-- start of Text block --

If he pronounced the sentiment attributed to him
of raising the standard of disunion and of resistance
to the common government, whatever he has been,
if he follows up that declaration
by a corresponding overt act, he will be a traitor,
and I hope he will meet the fate of a traitor.6

      Seward offered an amendment to admit New Mexico as a free-soil state, but not one US Senator voted for it with him. Senator Douglas argued for popular sovereignty in each territory and state regarding slavery, and he persuaded Clay to support that. Senator James Pearce of Maryland offered two amendments that would remove the Dawson proviso from the New Mexico portion of the Omnibus. Then amendments to the Omnibus removed every section of the Omnibus Bill by July 31 except the one on the Utah Territory which passed the next day.

-- end of Text block --

> **Exercise set**:
[A] In the Omnibus Bill passage, give again the words that start at "If he pronounced" and stop after "the next day.".
[B] According to the Omnibus Bill passage, who offered two amendments that would remove the Dawson proviso from the New Mexico portion of the Omnibus?

-- start of Data shown --

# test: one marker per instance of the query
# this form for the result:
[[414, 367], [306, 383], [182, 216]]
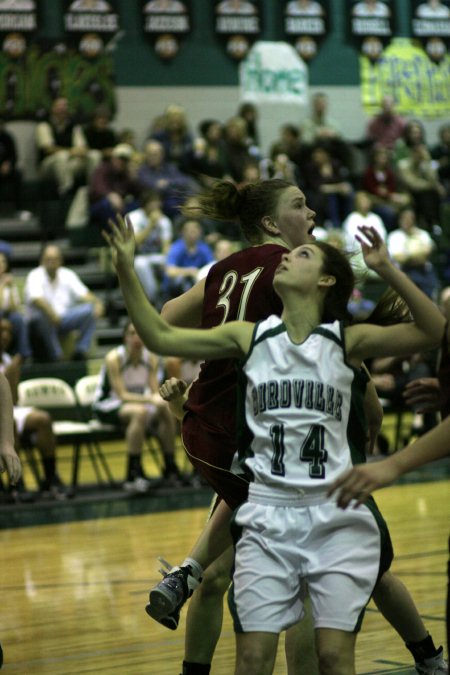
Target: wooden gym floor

-- end of Data shown --

> **Results for the exercise**:
[A]
If he pronounced the sentiment attributed to him
of raising the standard of disunion and of resistance
to the common government, whatever he has been,
if he follows up that declaration
by a corresponding overt act, he will be a traitor,
and I hope he will meet the fate of a traitor.6

      Seward offered an amendment to admit New Mexico as a free-soil state, but not one US Senator voted for it with him. Senator Douglas argued for popular sovereignty in each territory and state regarding slavery, and he persuaded Clay to support that. Senator James Pearce of Maryland offered two amendments that would remove the Dawson proviso from the New Mexico portion of the Omnibus. Then amendments to the Omnibus removed every section of the Omnibus Bill by July 31 except the one on the Utah Territory which passed the next day.

[B] Senator James Pearce of Maryland offered them.